━━━━━ Lignes enregistrées

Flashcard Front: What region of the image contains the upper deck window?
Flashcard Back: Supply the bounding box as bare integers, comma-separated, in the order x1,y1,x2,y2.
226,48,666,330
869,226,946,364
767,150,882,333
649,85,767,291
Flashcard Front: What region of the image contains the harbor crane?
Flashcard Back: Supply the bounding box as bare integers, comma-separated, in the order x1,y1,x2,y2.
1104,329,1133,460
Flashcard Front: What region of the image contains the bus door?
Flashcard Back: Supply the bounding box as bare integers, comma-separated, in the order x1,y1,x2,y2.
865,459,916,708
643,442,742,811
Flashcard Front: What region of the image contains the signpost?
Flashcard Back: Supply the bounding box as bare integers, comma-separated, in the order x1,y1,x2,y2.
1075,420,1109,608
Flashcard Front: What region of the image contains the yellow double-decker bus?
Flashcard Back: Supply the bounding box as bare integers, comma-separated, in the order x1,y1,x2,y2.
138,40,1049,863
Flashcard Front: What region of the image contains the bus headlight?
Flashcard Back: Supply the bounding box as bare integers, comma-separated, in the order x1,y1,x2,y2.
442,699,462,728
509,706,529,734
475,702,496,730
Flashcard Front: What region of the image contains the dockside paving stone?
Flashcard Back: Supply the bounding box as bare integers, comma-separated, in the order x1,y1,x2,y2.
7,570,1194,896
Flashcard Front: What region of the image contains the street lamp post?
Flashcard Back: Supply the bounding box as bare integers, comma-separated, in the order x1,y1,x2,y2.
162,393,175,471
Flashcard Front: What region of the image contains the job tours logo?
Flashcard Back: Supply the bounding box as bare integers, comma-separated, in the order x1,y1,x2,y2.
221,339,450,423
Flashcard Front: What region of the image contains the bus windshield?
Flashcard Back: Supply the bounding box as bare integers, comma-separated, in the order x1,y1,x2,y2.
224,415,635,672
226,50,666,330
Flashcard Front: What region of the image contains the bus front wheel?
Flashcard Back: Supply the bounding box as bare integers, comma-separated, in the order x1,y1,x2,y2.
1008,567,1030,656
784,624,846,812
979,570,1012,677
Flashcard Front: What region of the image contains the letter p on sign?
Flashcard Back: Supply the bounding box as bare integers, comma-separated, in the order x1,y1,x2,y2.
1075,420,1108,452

━━━━━━━━━━

> **Objectif de l'exercice**
Modifie la partie du matériel qui s'ouvre au début et se ferme sur la ligne contenant « 643,442,742,811 », ces deux bornes comprises. Remplace « harbor crane » par « port crane » sans rien changer d'autre.

> **Exercice corrigé**
Flashcard Front: What region of the image contains the upper deck window?
Flashcard Back: Supply the bounding box as bare integers, comma-separated, in the order x1,y1,x2,y2.
226,48,666,330
869,226,946,364
767,150,882,333
649,85,767,291
Flashcard Front: What region of the image contains the port crane?
Flashcard Back: Supply the bounding box as bare integers, comma-separated, in the order x1,y1,x2,y2.
1104,329,1133,460
Flashcard Front: What region of the image contains the bus door?
Flashcard Back: Supply the bounding box as bare integers, comma-separated, in the order x1,y1,x2,y2.
865,459,916,708
643,442,742,811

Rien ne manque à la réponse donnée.